* WORK TASK *
Set every line of the data down again exactly, and keep the pictures out.

* MATERIAL FOR THIS EXERCISE *
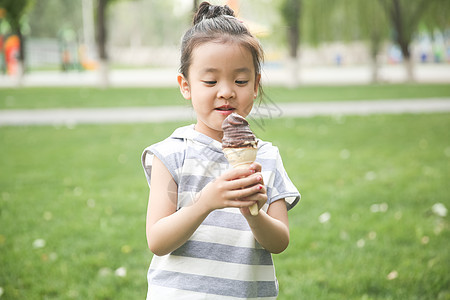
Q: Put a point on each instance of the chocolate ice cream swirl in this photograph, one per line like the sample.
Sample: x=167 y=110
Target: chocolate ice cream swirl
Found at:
x=237 y=133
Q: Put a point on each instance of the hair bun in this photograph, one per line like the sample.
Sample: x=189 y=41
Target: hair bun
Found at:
x=208 y=11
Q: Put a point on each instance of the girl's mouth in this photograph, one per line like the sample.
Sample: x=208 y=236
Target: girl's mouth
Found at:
x=225 y=109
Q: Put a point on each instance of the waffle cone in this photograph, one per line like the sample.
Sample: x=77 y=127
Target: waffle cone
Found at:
x=242 y=158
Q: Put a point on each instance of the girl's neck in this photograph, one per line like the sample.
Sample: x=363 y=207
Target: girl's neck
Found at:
x=214 y=134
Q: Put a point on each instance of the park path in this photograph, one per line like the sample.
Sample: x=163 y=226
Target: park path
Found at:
x=267 y=110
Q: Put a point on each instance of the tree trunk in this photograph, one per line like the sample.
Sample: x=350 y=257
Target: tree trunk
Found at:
x=101 y=40
x=402 y=38
x=375 y=45
x=294 y=40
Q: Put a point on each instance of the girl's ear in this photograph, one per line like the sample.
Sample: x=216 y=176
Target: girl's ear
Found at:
x=256 y=88
x=184 y=87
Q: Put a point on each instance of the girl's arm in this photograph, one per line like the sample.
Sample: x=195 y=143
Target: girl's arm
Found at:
x=270 y=229
x=168 y=229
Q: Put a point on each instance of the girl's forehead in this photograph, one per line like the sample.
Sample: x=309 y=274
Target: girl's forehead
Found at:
x=227 y=54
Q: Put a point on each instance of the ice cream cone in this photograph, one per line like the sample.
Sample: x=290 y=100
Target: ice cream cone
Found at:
x=242 y=158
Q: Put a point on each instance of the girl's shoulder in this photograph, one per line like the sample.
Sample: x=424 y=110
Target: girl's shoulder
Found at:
x=267 y=149
x=174 y=143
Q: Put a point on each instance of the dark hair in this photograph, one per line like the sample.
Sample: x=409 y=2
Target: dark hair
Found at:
x=218 y=23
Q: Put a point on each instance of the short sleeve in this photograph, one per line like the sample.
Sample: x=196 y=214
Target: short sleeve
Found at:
x=278 y=184
x=169 y=152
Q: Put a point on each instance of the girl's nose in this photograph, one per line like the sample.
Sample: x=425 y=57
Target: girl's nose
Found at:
x=226 y=92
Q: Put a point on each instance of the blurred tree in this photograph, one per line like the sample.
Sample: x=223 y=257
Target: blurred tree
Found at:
x=373 y=27
x=48 y=17
x=15 y=11
x=404 y=16
x=101 y=35
x=291 y=14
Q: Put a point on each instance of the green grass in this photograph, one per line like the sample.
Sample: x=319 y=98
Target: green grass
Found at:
x=83 y=191
x=120 y=97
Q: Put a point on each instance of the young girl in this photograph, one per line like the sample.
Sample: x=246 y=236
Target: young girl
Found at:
x=206 y=244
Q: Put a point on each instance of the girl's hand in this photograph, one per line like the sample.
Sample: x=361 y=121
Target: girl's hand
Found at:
x=238 y=188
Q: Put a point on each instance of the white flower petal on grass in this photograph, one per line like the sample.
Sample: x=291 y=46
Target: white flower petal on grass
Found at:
x=439 y=209
x=104 y=271
x=38 y=243
x=393 y=275
x=370 y=176
x=121 y=272
x=381 y=207
x=425 y=240
x=325 y=217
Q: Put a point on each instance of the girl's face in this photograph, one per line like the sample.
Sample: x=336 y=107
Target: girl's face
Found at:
x=221 y=81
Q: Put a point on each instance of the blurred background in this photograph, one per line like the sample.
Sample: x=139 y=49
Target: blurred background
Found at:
x=305 y=41
x=357 y=99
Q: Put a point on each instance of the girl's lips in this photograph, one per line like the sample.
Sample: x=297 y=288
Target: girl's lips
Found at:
x=225 y=110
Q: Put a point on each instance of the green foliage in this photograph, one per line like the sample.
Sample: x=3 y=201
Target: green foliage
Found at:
x=15 y=9
x=47 y=13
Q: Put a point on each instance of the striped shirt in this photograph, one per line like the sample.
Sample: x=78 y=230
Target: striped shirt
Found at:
x=222 y=259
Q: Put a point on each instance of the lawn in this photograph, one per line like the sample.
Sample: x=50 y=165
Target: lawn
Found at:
x=121 y=97
x=370 y=224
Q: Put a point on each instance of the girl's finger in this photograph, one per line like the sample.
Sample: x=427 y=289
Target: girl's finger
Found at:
x=245 y=182
x=244 y=192
x=237 y=173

* RESPONSE TO THE TASK *
Q: Put a point on each instance of the chocolate ice cream swirl in this photograph, one per line like the sample.
Sample: x=167 y=110
Target: chocolate ice cream swirl
Found at:
x=237 y=133
Q: Put a point on each instance of the hair bun in this photograph, one per line like the sample.
Sample: x=189 y=41
Target: hair bun
Found at:
x=208 y=11
Q: Put a point on each instance of the girl's mouth in this photograph, one per line like the sample.
Sample: x=208 y=236
Target: girl's mouth
Found at:
x=225 y=109
Q: Put a point on each instance of the waffle cone in this photograph, one per line like the sample.
Sample: x=77 y=127
Target: waffle cone
Found at:
x=242 y=158
Q: Put a point on each instance of the girl's neck in this photograph, one per line like the sample.
Sample: x=363 y=207
Target: girl's neck
Found at:
x=214 y=134
Q: Put a point on each instance of the park path in this photograph, one per line like the sample.
Sample: x=163 y=226
Target: park path
Found at:
x=267 y=110
Q: Put a point on each instance of the tree trunk in this photograph, one per line like the sample.
Sample: x=350 y=257
Target: tree trunk
Found at:
x=101 y=40
x=402 y=38
x=375 y=45
x=294 y=40
Q: Put a point on each instance of the girl's ear in this photograph, one per line like the sample.
Sample: x=216 y=176
Target: girl's ear
Found at:
x=256 y=88
x=184 y=87
Q: Put a point on each instance of the girl's arm in this photograph, one per line like the sample.
Sample: x=195 y=143
Target: girl's arm
Found at:
x=270 y=229
x=168 y=229
Q: Put a point on each instance of the girl's forehead in this photograph, one per line like the sample.
Sample: x=309 y=274
Target: girl's forehead
Found at:
x=227 y=54
Q: Put a point on each instance of the ice cream cone in this photograph, one per line like the sample.
Sample: x=290 y=100
Target: ice cream cone
Found at:
x=242 y=158
Q: Put a point on each instance of the girl's shoulder in this photograph, one per line like the sample.
Sample: x=424 y=110
Target: girl's shoulder
Found at:
x=267 y=149
x=174 y=143
Q: Put a point on each instance of the dark hair in this photograph, one per line like the sample.
Sample: x=409 y=2
Target: dark hair
Found at:
x=218 y=23
Q: Put a point on each instance of the short sleeve in this photograph, one per line like the sample.
Sample: x=196 y=214
Target: short sleeve
Found at:
x=278 y=184
x=169 y=152
Q: Put a point on each instance of the girl's nose in this photograph, one per line like the sample.
Sample: x=425 y=57
Target: girl's nose
Found at:
x=226 y=92
Q: Put a point on each instance of the blurred tree in this photograph, one per line like the sample.
Sample: x=223 y=257
Target: blurred tree
Found at:
x=373 y=27
x=48 y=17
x=15 y=11
x=404 y=16
x=101 y=35
x=291 y=14
Q: Put a point on each instance of the green grass in this photograph, one per line like the sample.
Sample: x=319 y=98
Target: green grass
Found at:
x=83 y=191
x=120 y=97
Q: Put a point on each instance of the young girl in this photograph, one per line like the sample.
Sample: x=246 y=236
Target: young girl
Found at:
x=206 y=244
Q: Put a point on each instance of the girl's hand in this photograph, one per line like the sample.
Sample: x=361 y=121
Target: girl's hand
Found at:
x=238 y=188
Q: Put a point on each instance of the white flower petal on grass in this photograph, one per line like the sample.
Sample: x=291 y=46
Target: white flower petal on grass
Found at:
x=439 y=209
x=104 y=271
x=38 y=243
x=393 y=275
x=370 y=176
x=121 y=272
x=381 y=207
x=425 y=240
x=325 y=217
Q: Put a point on each instance of the girl's face in this photograph, one per line like the sample.
Sample: x=336 y=107
Target: girl's face
Found at:
x=221 y=81
Q: Put a point on each instance of the blurred background in this photograph, one per line like the sample.
Sample: x=139 y=49
Target: blurred background
Found at:
x=305 y=41
x=357 y=99
Q: Put a point on each instance of the girl's lips in this photograph, one per line like the sample.
Sample: x=297 y=288
Target: girl's lips
Found at:
x=225 y=110
Q: Put a point on each instance of the green foliage in this photograph, one per line like the sample.
Sample: x=3 y=201
Target: green foliage
Found at:
x=15 y=9
x=47 y=13
Q: Put a point on each instance of the striped shirt in this photograph, one per line like the sample.
Sample: x=78 y=230
Target: striped shirt
Found at:
x=222 y=259
Q: Put a point on each instance of the lawn in this photograph, one per line like the sample.
Sample: x=50 y=165
Target: lawn
Found at:
x=121 y=97
x=370 y=224
Q: Put a point on each instance of the girl's finger in this photograph, one per line like the sample.
Sample: x=427 y=289
Target: girl's finger
Found at:
x=245 y=182
x=244 y=192
x=237 y=173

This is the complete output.